* WHAT TO DO *
1 - Reproduce the passage on deep and REM sleep word for word from "REM sleep is important" to "disorders like depression.".
2 - According to the passage on deep and REM sleep, at what rate does slow-wave sleep decline with age?
3 - Write the next part of the passage on deep and REM sleep, starting after its final sentence.

* PASSAGE FOR REVIEW *
>>>>>

How much deep sleep do we need?
In deep sleep, blood flow and blood glucose are regulated, our immune systems strengthen, our muscles rebuild, our tissues repair, new memories are consolidated, and our brain clears out metabolic waste that builds up when we are awake.
You might be wondering, given how restorative it is, how much deep sleep should I get? The answer depends on your age since sleep architecture changes substantially over a lifetime.
The recommended amount of sleep we need is seven to nine hours a night, and 13-23% of this is deep sleep in healthy adults. This comes out to roughly one to two hours of deep slow-wave sleep per night. Younger adults and adolescents will require the upper bound, approximately two or more hours of deep sleep per night.
Deep sleep decreases with age. Slow-wave sleep declines at a rate of about two percent per decade. Older people, due in part to changes in their circadian rhythm, generally report increased awakenings and reduced sleep efficiency compared to younger adults. They may be in deep sleep for as little as twenty minutes a night.
How much REM sleep do we need?
REM sleep is important for memory consolidation, learning and emotional processing, as well as brain development in infants. Early waking times can often short change us of this important stage of the sleep cycle.
When we do lose REM sleep, our brain tries to “steal” it back through a process called REM rebound, where we spend more time in REM sleep the next night. On the other hand, excessive REM sleep is associated with affective disorders like depression.

<<<<<

* RECORDED INFORMATION *
>>>>>

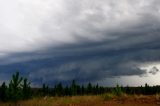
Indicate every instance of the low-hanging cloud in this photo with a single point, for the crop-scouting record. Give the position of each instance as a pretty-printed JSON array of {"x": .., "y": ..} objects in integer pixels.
[{"x": 86, "y": 40}]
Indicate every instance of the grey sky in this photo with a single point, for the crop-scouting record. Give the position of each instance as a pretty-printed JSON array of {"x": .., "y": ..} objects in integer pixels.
[{"x": 86, "y": 40}]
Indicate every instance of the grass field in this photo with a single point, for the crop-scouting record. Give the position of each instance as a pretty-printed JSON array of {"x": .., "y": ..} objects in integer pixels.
[{"x": 102, "y": 100}]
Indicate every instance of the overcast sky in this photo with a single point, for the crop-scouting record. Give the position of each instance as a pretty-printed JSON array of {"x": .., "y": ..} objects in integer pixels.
[{"x": 98, "y": 41}]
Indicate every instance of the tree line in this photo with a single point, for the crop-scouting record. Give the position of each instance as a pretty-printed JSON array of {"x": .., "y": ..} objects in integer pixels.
[{"x": 19, "y": 89}]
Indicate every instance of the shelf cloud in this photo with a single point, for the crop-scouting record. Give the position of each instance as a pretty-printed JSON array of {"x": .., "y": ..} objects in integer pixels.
[{"x": 88, "y": 40}]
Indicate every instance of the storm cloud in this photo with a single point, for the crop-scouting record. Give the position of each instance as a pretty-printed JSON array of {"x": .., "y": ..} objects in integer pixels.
[{"x": 88, "y": 40}]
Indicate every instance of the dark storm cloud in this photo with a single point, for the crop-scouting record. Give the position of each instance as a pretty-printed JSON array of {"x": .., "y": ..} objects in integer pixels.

<<<<<

* RESULTS OF THE TASKS *
1 -
REM sleep is important for memory consolidation, learning and emotional processing, as well as brain development in infants. Early waking times can often short change us of this important stage of the sleep cycle.
When we do lose REM sleep, our brain tries to “steal” it back through a process called REM rebound, where we spend more time in REM sleep the next night. On the other hand, excessive REM sleep is associated with affective disorders like depression.

2 - About two percent per decade.

3 -
In healthy adults, about 20-25% of the total sleep duration is spent in REM, with most of it taking place in the second half of the night. For eight hours of sleep, that is about one a half to two hours. In babies and children, nearly half of their total sleep time is spent in REM, which reflects its importance for sculpting the brain’s connections and regulating mood, memory, and emotions.
It’s clear that our brains and bodies are anything but dormant when we fall asleep each night, and so a good night’s sleep is fundamentally important. In fact, in REM sleep, our brain activity is sometimes higher than when we are awake.
If you think you are consistently not getting enough sleep, consider consulting with a medical professional. A sleep study can be performed that records brain and body activity to track your sleep cycles and rule out any underlying medical cause.
Much of the science of sleep is still terra incognita, but we are increasingly understanding its vital importance to virtually every aspect of healthy living. Even though sleep is sometimes called the “cousin of death”, it is truly crucial to life.
Slow wave: Rhythmic patterns of brain activity with a frequency of less than 4 Hz (cycles per second). Associated with stage 3 and stage 4 of NREM, otherwise known as “slow-wave sleep” (SWS)
Sleep Spindles: Bursts of neural activity with a frequency of 11-16Hz during stage 2 NREM sleep. Thought to play a role in memory consolidation and shielding the brain from awakening from external sensory stimuli
Brain wave: Rhythmic patterns of neural activity in the brain. It can be recorded by electrodes placed on the scalp, which records the electrical activity of large groups of neurons.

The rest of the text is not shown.